*REQUIREMENTS:* Reproduce the records below word for word, but leave out the pictures.

BEGIN DATA TO USE

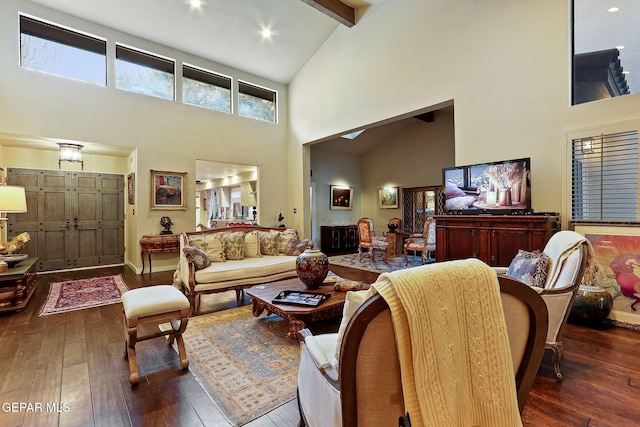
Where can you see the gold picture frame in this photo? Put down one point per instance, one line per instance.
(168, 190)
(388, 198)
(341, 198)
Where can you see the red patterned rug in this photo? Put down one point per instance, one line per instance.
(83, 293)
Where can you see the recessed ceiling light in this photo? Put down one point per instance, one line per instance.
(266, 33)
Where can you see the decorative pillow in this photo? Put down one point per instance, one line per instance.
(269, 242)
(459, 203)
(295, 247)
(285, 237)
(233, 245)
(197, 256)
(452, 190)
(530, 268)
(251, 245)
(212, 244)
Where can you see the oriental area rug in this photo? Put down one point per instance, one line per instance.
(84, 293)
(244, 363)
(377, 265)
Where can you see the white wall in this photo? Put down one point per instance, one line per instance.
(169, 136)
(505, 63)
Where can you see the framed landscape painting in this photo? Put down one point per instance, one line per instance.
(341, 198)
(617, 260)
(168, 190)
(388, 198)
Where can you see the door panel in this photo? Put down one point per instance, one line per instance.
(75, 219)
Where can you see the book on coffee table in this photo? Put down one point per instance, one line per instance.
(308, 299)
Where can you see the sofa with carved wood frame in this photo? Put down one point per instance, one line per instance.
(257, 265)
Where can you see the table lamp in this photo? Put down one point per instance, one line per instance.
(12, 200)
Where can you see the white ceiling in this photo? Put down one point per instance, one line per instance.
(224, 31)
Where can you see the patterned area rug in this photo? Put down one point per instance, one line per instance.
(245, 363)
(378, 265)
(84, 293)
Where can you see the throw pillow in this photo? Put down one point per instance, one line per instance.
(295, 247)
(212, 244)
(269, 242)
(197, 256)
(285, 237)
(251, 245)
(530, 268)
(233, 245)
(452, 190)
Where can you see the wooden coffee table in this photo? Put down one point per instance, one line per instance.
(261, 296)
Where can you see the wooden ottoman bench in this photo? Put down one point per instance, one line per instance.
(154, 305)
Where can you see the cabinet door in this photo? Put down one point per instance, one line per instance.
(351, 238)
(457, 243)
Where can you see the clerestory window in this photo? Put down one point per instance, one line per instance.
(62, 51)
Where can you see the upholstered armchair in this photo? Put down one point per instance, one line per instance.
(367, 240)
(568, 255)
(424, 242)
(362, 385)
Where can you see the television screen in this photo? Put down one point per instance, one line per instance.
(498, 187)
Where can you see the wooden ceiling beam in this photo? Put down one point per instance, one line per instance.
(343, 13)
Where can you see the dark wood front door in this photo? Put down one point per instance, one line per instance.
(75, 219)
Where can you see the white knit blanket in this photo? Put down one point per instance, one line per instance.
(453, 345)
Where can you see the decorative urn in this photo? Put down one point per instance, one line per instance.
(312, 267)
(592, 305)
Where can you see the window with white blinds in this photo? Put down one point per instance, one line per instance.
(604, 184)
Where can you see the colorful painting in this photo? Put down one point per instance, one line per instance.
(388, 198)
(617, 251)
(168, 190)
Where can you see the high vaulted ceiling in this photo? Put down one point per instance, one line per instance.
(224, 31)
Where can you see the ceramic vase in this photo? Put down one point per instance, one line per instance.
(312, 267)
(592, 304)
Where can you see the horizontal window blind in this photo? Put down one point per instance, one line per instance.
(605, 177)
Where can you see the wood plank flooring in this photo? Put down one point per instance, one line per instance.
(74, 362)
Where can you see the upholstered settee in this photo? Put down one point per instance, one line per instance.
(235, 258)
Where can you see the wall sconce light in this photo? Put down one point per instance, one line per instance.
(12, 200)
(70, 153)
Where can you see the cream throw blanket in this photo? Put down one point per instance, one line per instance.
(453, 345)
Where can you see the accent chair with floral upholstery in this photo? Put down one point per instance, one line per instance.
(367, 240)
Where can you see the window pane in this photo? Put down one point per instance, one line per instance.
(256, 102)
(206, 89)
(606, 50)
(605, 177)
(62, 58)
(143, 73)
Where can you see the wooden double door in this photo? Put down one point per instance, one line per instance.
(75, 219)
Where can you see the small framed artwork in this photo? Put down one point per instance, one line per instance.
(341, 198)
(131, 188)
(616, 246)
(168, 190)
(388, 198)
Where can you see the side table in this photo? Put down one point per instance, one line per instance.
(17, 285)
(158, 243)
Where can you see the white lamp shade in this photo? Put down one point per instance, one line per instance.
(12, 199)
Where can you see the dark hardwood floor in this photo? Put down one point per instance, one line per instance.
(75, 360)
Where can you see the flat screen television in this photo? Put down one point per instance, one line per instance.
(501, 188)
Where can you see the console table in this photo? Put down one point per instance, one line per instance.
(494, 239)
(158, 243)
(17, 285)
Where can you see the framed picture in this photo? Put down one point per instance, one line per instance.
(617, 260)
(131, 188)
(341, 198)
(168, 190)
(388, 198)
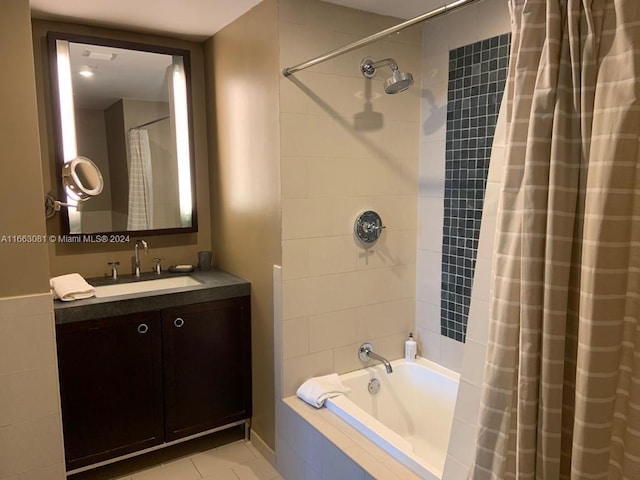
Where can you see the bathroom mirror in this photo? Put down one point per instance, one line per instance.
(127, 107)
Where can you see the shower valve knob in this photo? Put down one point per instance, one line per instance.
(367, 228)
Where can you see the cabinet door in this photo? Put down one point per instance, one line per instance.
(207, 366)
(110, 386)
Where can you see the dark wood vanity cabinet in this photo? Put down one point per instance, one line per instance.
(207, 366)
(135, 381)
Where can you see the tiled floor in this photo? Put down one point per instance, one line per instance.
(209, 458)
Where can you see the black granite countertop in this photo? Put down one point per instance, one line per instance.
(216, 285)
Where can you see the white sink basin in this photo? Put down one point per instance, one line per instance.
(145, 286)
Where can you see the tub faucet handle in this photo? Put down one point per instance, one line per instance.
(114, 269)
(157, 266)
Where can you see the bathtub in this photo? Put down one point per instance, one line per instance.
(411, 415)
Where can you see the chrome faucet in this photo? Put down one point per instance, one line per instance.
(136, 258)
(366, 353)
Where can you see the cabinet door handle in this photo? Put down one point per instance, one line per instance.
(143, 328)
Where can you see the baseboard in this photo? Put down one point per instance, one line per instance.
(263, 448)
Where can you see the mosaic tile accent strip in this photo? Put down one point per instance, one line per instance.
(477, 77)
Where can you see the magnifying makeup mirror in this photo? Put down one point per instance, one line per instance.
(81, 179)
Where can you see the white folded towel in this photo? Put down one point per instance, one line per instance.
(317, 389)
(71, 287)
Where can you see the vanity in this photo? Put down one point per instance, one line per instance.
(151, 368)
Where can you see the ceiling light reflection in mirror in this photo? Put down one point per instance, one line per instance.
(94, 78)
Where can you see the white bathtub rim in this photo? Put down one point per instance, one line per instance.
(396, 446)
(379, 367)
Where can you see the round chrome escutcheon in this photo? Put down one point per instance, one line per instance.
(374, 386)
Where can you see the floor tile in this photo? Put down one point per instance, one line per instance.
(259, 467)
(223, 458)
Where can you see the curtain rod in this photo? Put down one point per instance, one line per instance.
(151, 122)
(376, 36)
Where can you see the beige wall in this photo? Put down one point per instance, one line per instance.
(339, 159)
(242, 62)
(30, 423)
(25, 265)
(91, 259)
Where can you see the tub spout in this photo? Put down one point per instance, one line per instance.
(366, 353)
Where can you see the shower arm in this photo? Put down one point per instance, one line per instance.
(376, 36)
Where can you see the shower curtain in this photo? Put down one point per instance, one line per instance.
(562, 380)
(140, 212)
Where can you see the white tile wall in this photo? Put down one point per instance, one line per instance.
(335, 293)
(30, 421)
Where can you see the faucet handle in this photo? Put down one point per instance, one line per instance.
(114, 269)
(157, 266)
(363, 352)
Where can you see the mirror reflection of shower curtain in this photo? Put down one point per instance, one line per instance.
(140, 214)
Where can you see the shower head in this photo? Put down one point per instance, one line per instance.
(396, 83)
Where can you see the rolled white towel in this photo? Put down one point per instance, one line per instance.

END DATA TO USE

*THE ANSWER:*
Where can you see the gold picture frame in this photo? Put down one point per instance, one line per instance.
(168, 190)
(388, 198)
(341, 198)
Where can you see the red patterned rug in this photo? Put down one point per instance, one line per instance.
(83, 293)
Where can you see the recessed ceiling light in this photo? Put down one point per instance, one line per instance.
(266, 33)
Where can you see the decorative pillow in this photo? Put down one point per instance, one line per instance.
(269, 242)
(459, 203)
(295, 247)
(285, 237)
(233, 245)
(197, 256)
(452, 190)
(530, 268)
(251, 245)
(212, 244)
Where can you see the oriental area rug in this photo? Put down one point per instance, one line per instance.
(84, 293)
(244, 363)
(377, 265)
Where can you see the white wall in this photo? Put down one point per instance, one line per instance.
(169, 136)
(505, 63)
Where can you see the framed landscape painting in this photo? Put down one point per instance, one line per instance.
(341, 198)
(617, 260)
(168, 190)
(388, 198)
Where can you see the door panel in this photo? Put down one point per instance, one line per instance.
(75, 219)
Where can you see the book on coffee table in this photo? Put down one point per instance, one line per instance.
(308, 299)
Where can you see the sofa with carved wood frame in this photo? Put down one point per instance, one line per instance.
(257, 265)
Where can you see the table lamp in this photo? Put down one point per instance, one line per instance.
(12, 200)
Where can you see the white ceiling in this photo? Put down one point per instance, one line per instance.
(224, 31)
Where can you see the patterned area rug in this photo? Put down one point per instance, one line per instance.
(245, 363)
(378, 265)
(84, 293)
Where can you see the throw pillow in this photo? Put down one point per instance, one line per instance.
(295, 247)
(212, 244)
(269, 242)
(197, 256)
(285, 237)
(251, 245)
(530, 268)
(233, 245)
(452, 190)
Where can you see the wooden coffee table in this photo? Put down one point per instance, one line per instance.
(261, 296)
Where can you see the wooden ottoman bench in this photo? Put down one point per instance, one line per instance.
(154, 305)
Where can you see the cabinet door in this photo? Put down one point per instance, one line per instance.
(351, 238)
(457, 243)
Where can you see the clerestory window in this photo? Put down one point per instance, one line per instance.
(62, 51)
Where can you see the upholstered armchair in this photo? Put down one point per instance, one line per instance.
(367, 240)
(568, 255)
(424, 242)
(362, 385)
Where can you see the television screen in this photo? Put down one point per instance, one line per instance.
(498, 187)
Where can you see the wooden ceiling beam in this photo? Put down one point per instance, one line per instance.
(343, 13)
Where can you see the dark wood front door in this photo? Put down one point per instance, one line per instance.
(75, 219)
Where can you see the white knit blanket in this photo? Put down one point per instance, one line per instance.
(453, 345)
Where can you see the decorative urn in this photo? Put down one point per instance, one line per instance.
(312, 267)
(592, 305)
Where can you see the window with white blinds in this photo? Put down one point per instance, one line per instance.
(604, 184)
Where can you see the colorful painting in this photo? Put down one point per instance, one line per instance.
(388, 198)
(617, 251)
(168, 190)
Where can you see the high vaulted ceiling in this photo? Put down one point per instance, one line per instance.
(224, 31)
Where can you see the ceramic vase in this photo? Put down one point per instance, one line per instance.
(312, 267)
(592, 304)
Where can you see the horizontal window blind in this photo? Put down one point per instance, one line per instance.
(605, 177)
Where can you see the wood plank flooring in this photo? Put down one point per instance, one line per instance.
(74, 362)
Where can you see the upholstered settee in this photo? Put down one point per instance, one line per instance.
(235, 258)
Where can you see the wall sconce light in this photo? Put down one point per instance, one line per instance.
(12, 200)
(70, 153)
Where can you see the cream throw blanket in this photo? Put down one point per instance, one line per instance.
(453, 345)
Where can you see the accent chair with floral upholstery in this photo? Put down one point per instance, one line per instance.
(367, 240)
Where can you see the window pane in this photo? Put down one point per instance, one line per instance.
(256, 102)
(206, 89)
(606, 50)
(605, 177)
(62, 58)
(143, 73)
Where can you see the wooden double door in this photo? Put down one point per instance, one line per instance.
(75, 219)
Where can you see the small framed artwork in this photo? Put down one point per instance, one line per instance.
(341, 198)
(131, 188)
(616, 246)
(168, 190)
(388, 198)
Where can you see the side table in this photo? Put down one point per instance, one line per instance.
(17, 285)
(158, 243)
Where can you see the white lamp shade in this photo? Put down one point per instance, one line per instance.
(12, 199)
Where can you see the dark hardwood floor in this photo? Put down one point per instance, one line per instance.
(75, 360)
Where can you see the flat screen television in this photo? Put down one point per instance, one line per instance.
(501, 188)
Where can you see the console table in this photo? Put down one point per instance, one line per instance.
(494, 239)
(158, 243)
(17, 285)
Where can you see the framed picture in this photo? Put down one point per instance, one line per instance.
(617, 260)
(131, 188)
(341, 198)
(168, 190)
(388, 198)
Where can you see the bathroom mirror in this photo? Put down one point per instance, one line per instance.
(127, 107)
Where can you see the shower valve knob in this photo? Put down one point per instance, one line per instance.
(367, 228)
Where can you see the cabinet door in this photo? Put down one point per instance, one line per instance.
(207, 366)
(110, 386)
Where can you see the dark wood vanity cabinet in this photo? Put down one point per instance, one line per instance.
(207, 366)
(135, 381)
Where can you see the tiled floor in this photo? Put down one point per instance, one line per instance.
(209, 458)
Where can you see the black granite countertop in this photo? Put down one point per instance, one line per instance.
(216, 285)
Where can you see the white sink basin in this photo? Put down one point per instance, one line per instance.
(145, 286)
Where can you see the tub faucet handle in this photo? Put down one point per instance, one line per instance.
(114, 269)
(157, 266)
Where can you see the bathtub in this photo? Put down one point per instance, one line per instance.
(411, 415)
Where can you see the chrome faucet in this photo? Put down one point per instance, one line per instance.
(136, 258)
(366, 353)
Where can you see the cabinet door handle in this photo? Put down one point per instance, one line per instance.
(143, 328)
Where can you see the baseboard in this photo? Put down one point per instance, one line per instance.
(263, 448)
Where can you see the mosaic tile accent strip in this photo? Put down one point per instance, one line per instance.
(477, 77)
Where can you see the magnifying makeup mirror in this photo? Put down one point per instance, one line per instance.
(81, 179)
Where can you see the white folded towel in this photo? Put down one point per instance, one line per instance.
(317, 389)
(71, 287)
Where can you see the vanity in this photo? Put down one point per instance, one line per instance.
(151, 368)
Where can you see the ceiling light reflection in mirror in this photo? Put down one point per instance, one line per instance.
(94, 78)
Where can you see the white bathtub rim in this photo? Put down one point per instance, one line per instance.
(396, 446)
(379, 367)
Where can you see the round chrome escutcheon in this photo? Put down one point per instance, one line per instance.
(374, 386)
Where can you see the floor tile in this photo? Put down one point per instance, one line per instance.
(259, 467)
(223, 458)
Where can you see the curtain rod in this photo? Put down one point per instance, one line per instance.
(151, 122)
(376, 36)
Where can you see the beige wall in this photo? Put down one point per instance, one line per instance.
(339, 159)
(242, 62)
(30, 423)
(25, 265)
(91, 259)
Where can you see the tub spout in this photo? Put down one point per instance, one line per instance.
(366, 353)
Where can you see the shower arm in this photo? Put down one point per instance, one line per instance.
(376, 36)
Where can you see the shower curtain in this photo? Put down one point per instance, one line per instance.
(562, 380)
(140, 212)
Where can you see the white tile wall in this photo? Put down one point per instance, one line per instance.
(335, 293)
(30, 421)
Where can you see the faucet handle in this photo? Put down one point per instance, one line per instance.
(114, 269)
(157, 266)
(363, 352)
Where can you see the mirror reflection of shower curtain in this photo? Put down one point per instance, one line per instance.
(140, 214)
Where can you see the shower head in this photo? Put down one point per instance, one line per instance.
(396, 83)
Where can you see the rolled white towel in this photo? Put down one point per instance, one line per instance.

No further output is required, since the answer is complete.